• Data records:
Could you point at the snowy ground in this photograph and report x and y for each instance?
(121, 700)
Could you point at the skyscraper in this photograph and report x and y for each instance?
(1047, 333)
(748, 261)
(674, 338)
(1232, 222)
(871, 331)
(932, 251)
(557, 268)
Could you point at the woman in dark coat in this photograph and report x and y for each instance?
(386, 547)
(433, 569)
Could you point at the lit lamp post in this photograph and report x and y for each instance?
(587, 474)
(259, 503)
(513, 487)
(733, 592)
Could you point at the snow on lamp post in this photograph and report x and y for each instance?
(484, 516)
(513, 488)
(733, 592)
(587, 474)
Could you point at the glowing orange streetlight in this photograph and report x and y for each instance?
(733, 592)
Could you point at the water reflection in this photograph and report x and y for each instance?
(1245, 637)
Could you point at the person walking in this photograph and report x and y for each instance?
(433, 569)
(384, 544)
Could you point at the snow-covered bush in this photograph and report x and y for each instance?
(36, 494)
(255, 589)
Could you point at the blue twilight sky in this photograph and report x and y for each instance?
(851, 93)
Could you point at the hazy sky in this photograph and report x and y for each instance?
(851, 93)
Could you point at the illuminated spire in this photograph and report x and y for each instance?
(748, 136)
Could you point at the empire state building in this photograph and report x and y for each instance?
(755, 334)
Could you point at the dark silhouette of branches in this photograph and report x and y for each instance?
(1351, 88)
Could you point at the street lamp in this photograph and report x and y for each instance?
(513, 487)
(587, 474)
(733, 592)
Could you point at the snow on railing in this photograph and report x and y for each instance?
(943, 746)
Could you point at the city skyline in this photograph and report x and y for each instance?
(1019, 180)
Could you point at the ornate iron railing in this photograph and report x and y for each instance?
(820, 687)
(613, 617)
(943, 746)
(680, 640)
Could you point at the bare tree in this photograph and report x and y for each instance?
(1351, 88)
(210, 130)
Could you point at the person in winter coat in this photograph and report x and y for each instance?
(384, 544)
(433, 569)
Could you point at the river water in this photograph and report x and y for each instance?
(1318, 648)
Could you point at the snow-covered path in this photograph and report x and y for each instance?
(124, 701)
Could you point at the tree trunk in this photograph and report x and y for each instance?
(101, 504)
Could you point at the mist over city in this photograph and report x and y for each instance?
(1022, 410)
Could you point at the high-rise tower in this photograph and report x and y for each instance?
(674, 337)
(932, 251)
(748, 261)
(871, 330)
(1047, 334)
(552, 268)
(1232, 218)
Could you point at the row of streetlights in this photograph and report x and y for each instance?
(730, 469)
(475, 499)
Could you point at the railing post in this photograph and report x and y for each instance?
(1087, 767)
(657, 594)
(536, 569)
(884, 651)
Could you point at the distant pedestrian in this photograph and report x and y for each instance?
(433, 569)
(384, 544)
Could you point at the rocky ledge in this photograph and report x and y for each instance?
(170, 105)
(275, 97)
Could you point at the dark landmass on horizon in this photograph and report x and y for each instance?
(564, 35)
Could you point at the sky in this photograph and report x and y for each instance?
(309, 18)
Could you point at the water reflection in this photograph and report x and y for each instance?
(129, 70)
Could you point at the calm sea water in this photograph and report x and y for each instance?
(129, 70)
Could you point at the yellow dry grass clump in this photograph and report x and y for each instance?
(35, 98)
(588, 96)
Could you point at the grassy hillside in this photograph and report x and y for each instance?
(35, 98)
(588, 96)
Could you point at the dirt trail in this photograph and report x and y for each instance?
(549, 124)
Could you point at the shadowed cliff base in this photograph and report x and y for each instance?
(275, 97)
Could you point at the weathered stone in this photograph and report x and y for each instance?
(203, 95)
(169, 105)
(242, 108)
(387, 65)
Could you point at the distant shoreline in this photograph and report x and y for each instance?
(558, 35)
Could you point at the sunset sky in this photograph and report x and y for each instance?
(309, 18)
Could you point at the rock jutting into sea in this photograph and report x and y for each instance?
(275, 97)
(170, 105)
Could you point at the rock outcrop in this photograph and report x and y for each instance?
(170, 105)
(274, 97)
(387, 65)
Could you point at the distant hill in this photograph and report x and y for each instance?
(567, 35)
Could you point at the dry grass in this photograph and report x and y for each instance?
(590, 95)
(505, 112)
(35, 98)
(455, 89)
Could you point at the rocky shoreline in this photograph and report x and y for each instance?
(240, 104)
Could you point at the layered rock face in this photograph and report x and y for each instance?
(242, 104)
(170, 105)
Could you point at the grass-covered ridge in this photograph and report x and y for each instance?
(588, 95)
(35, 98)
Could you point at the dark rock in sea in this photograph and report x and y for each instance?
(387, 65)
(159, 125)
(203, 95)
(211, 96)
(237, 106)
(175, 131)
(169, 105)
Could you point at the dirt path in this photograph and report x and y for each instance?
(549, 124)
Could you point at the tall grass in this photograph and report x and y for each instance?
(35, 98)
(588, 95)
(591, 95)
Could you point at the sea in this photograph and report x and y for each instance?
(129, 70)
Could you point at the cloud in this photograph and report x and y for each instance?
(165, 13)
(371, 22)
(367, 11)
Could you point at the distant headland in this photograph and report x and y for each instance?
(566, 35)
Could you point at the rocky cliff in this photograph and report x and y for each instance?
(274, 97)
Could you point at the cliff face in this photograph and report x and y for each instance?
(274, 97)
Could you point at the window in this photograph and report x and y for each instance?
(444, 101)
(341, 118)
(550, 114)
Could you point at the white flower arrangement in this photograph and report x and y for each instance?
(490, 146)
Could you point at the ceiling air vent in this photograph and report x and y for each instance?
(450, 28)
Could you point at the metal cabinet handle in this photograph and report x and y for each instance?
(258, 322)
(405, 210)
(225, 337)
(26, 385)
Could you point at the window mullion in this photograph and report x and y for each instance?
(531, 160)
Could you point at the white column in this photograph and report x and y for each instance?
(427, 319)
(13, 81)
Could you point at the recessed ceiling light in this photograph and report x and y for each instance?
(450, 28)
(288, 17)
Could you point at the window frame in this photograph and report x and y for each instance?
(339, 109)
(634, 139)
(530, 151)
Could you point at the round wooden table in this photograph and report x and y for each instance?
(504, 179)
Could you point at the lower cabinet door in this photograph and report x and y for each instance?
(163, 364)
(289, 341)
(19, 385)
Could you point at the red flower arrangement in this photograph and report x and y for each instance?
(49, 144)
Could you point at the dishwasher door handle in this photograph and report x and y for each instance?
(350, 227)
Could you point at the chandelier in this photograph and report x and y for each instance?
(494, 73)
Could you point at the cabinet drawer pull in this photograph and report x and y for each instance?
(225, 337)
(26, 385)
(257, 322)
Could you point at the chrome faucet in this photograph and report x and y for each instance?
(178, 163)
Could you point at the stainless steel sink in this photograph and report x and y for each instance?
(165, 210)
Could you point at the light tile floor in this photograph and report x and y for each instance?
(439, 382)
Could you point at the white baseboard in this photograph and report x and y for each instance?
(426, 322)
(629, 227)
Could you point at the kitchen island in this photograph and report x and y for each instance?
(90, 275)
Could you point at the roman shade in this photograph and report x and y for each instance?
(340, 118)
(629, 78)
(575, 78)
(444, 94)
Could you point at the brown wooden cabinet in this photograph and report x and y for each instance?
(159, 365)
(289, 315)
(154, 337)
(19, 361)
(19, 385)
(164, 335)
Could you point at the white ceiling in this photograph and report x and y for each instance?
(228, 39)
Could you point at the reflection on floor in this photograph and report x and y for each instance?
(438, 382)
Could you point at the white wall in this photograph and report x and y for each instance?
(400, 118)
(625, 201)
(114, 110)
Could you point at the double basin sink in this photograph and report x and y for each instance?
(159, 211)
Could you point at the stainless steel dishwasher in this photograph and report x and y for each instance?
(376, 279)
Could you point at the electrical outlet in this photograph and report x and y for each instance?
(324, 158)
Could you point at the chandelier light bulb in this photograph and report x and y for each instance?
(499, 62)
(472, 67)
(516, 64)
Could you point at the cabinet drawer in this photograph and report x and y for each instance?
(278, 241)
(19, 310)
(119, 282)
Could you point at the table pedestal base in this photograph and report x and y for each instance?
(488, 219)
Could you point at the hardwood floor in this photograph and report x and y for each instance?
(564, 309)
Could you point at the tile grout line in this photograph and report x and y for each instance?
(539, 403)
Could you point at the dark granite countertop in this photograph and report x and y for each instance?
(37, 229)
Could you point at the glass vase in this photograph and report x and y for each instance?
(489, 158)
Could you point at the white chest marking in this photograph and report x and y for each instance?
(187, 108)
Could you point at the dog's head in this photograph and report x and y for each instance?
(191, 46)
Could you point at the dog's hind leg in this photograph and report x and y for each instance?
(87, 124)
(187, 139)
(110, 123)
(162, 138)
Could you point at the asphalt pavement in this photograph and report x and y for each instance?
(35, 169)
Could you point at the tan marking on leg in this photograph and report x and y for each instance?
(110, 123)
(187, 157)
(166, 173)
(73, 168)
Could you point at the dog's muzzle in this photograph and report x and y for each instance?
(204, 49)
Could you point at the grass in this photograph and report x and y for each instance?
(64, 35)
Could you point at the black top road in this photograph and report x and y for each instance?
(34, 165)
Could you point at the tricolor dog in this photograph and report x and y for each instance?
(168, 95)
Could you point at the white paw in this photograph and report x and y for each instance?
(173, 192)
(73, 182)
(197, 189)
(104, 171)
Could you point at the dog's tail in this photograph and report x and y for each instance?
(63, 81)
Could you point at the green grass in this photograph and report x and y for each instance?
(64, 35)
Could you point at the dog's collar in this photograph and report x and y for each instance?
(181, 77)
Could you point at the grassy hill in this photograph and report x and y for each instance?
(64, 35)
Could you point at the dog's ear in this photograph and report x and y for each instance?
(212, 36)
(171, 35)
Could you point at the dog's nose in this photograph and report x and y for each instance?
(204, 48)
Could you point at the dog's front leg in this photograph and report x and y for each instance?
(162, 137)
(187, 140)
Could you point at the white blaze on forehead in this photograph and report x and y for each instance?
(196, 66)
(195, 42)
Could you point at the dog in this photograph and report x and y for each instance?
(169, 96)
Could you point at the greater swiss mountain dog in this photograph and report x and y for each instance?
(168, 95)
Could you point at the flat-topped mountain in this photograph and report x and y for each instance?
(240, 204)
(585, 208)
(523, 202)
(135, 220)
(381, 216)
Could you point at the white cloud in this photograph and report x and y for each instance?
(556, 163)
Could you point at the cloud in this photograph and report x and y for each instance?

• Instructions to follow: What the answer should hold is an exact copy of each line from the one containing "Could you point at the white cloud" to the final line of the listing above.

• Written reply:
Could you point at the white cloud in this photograph and report x and y for each instance?
(556, 163)
Could you point at the cloud in this photograph and report x and y for each instance?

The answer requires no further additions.